Mehrere Änderungen geplant - Brandenburger Verfassung soll geschlechtergerecht werden

Die Landesverfassung von Brandenburg soll geschlechtergerecht umformuliert werden. Darauf haben sich die regierenden SPD, CDU und Grünen sowie die oppositionelle Linke geeinigt. Es soll nicht die einzige Verfassungsänderung bleiben.
Die Brandenburger Landesverfassung soll zu ihrem 30. Jubiläum nach den Vorstellungen der Regierungsparteien SPD, CDU, Grüne sowie der oppositionellen Linken geschlechtergerecht umformuliert werden. Wie am Dienstag vorgestellt, sollen Frauen und Männer künftig entweder gleichermaßen benannt oder es sollen neutrale Begriffe verwendet werden.
So soll nach rbb-Informationen in Artikel 3 Absatz 1 Satz 1 sowie in Absatz 2 das Wort "Bürger" durch die Wörter "Bürgerinnen und Bürger" ersetzt werden, in Absatz 1 Satz 2 wird das Wort "Einwohner" durch "Einwohnerinnen und Einwohner" ersetzt.

....................

Schreibe den obigen Textauszug über die geschlechtergerechte Brandenburger Verfassung vollständig und wortgetreu ab.

....................

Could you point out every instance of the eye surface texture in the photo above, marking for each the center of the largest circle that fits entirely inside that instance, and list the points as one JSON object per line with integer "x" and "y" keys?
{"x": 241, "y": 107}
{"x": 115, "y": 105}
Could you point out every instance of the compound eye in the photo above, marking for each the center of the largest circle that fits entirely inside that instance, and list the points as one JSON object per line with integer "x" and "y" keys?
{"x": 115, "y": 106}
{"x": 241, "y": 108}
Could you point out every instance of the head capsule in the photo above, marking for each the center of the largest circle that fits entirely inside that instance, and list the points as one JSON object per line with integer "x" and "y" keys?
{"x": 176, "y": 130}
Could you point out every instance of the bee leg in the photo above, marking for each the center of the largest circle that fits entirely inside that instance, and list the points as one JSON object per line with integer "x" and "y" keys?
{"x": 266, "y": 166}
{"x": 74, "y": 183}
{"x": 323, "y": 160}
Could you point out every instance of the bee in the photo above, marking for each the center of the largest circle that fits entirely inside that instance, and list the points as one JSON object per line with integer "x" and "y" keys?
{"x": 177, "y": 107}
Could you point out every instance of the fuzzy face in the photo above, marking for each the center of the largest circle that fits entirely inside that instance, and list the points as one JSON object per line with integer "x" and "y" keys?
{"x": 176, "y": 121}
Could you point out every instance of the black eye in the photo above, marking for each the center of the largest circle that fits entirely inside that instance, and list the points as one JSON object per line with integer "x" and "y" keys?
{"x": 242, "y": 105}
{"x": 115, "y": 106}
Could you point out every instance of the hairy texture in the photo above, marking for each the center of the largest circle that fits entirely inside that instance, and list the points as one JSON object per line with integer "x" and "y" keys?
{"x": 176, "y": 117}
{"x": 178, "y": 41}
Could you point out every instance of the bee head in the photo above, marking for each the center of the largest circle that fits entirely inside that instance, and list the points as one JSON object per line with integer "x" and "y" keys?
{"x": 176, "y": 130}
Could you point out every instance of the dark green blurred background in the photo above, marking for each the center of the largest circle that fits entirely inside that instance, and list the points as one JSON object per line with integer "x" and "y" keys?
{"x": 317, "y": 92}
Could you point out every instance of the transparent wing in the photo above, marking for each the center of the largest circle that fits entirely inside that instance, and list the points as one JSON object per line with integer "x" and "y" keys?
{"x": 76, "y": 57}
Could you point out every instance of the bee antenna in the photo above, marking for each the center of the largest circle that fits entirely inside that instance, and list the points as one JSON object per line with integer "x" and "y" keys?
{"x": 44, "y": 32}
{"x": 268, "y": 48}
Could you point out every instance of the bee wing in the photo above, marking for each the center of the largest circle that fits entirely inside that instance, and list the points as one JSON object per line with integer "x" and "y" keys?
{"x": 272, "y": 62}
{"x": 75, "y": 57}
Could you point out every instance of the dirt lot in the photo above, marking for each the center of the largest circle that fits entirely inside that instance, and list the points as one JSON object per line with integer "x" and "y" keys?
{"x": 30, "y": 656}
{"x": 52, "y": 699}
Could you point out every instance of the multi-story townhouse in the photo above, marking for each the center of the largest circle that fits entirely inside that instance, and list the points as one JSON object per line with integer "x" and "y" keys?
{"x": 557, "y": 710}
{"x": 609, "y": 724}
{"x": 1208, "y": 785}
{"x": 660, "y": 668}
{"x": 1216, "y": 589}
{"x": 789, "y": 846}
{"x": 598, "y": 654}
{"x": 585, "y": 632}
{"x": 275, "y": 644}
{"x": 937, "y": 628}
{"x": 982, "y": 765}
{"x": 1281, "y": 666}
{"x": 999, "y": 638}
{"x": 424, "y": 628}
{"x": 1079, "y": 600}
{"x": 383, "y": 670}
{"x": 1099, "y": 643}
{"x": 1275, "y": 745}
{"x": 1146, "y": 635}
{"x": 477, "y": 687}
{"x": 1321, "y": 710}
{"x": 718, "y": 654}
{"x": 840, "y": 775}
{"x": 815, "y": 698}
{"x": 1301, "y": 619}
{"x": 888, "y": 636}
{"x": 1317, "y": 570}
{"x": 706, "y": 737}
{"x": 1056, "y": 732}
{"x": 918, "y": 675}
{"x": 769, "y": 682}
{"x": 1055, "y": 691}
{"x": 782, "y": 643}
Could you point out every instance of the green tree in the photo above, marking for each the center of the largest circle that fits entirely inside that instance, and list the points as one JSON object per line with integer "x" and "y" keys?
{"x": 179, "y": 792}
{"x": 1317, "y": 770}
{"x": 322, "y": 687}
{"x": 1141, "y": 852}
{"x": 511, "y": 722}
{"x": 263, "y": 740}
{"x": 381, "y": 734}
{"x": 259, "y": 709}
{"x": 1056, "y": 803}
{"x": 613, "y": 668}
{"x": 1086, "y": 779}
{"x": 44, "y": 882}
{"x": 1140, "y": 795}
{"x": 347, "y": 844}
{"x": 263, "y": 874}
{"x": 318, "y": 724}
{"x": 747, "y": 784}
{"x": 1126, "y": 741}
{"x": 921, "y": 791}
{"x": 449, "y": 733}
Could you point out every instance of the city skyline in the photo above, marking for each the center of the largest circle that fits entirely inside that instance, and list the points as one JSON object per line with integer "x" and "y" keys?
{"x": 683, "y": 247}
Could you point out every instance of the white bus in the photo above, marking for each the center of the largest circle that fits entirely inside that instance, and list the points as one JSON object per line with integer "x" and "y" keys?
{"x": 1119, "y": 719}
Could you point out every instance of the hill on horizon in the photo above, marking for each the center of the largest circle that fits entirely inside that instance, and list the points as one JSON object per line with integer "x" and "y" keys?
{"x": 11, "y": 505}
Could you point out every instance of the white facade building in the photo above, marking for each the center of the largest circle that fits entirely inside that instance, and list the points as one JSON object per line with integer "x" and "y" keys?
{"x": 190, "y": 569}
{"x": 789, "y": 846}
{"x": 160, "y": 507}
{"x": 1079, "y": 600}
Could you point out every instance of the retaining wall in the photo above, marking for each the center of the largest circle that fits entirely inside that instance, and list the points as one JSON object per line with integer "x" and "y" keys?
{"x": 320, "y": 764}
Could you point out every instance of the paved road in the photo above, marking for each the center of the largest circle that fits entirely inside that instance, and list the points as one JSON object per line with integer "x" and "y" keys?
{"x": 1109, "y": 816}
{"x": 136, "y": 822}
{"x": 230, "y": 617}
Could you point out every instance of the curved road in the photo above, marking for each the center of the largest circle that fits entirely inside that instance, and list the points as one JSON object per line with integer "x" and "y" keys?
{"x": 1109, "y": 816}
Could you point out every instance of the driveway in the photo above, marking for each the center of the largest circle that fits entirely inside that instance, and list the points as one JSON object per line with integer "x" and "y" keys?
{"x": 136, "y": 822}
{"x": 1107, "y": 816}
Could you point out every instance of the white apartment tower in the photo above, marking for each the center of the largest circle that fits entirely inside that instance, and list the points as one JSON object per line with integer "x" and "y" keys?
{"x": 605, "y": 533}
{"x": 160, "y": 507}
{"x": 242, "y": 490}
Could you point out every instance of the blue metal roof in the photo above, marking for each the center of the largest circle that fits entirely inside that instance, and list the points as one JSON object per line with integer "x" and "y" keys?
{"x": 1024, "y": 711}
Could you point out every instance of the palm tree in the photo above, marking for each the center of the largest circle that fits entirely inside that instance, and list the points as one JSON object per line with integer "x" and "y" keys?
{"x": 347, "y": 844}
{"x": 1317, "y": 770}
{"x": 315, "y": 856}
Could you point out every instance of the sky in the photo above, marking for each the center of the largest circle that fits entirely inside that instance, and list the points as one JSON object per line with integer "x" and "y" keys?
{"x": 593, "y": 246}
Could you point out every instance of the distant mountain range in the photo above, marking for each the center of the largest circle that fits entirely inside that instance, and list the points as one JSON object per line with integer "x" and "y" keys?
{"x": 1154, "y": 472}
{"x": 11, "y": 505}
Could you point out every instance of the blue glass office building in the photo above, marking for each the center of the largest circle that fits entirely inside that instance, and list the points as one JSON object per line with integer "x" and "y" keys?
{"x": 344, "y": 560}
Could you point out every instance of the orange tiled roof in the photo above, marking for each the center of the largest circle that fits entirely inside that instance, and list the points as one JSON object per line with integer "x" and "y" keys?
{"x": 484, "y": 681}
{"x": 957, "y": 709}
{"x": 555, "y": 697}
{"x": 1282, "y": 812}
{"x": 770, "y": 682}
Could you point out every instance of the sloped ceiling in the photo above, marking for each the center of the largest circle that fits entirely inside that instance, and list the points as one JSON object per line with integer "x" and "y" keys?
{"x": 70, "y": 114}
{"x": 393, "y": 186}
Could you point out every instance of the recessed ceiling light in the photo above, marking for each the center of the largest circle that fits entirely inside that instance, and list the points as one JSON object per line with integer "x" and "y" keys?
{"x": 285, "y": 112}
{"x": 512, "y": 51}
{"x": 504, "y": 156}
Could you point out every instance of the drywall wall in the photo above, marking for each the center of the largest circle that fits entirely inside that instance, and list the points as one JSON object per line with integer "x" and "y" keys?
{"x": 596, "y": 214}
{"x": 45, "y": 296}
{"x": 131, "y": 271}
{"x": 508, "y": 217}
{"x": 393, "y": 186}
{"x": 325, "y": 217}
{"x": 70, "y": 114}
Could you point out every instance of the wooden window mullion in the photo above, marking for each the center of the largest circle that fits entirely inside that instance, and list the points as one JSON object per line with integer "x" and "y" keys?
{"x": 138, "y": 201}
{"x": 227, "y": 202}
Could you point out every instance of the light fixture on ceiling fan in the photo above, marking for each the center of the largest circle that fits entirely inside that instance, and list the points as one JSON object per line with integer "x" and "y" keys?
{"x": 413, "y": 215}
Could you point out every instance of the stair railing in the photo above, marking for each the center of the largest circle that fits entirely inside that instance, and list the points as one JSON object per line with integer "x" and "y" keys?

....................

Lösung |
Mehrere Änderungen geplant - Brandenburger Verfassung soll geschlechtergerecht werden

Die Landesverfassung von Brandenburg soll geschlechtergerecht umformuliert werden. Darauf haben sich die regierenden SPD, CDU und Grünen sowie die oppositionelle Linke geeinigt. Es soll nicht die einzige Verfassungsänderung bleiben.
Die Brandenburger Landesverfassung soll zu ihrem 30. Jubiläum nach den Vorstellungen der Regierungsparteien SPD, CDU, Grüne sowie der oppositionellen Linken geschlechtergerecht umformuliert werden. Wie am Dienstag vorgestellt, sollen Frauen und Männer künftig entweder gleichermaßen benannt oder es sollen neutrale Begriffe verwendet werden.
So soll nach rbb-Informationen in Artikel 3 Absatz 1 Satz 1 sowie in Absatz 2 das Wort "Bürger" durch die Wörter "Bürgerinnen und Bürger" ersetzt werden, in Absatz 1 Satz 2 wird das Wort "Einwohner" durch "Einwohnerinnen und Einwohner" ersetzt.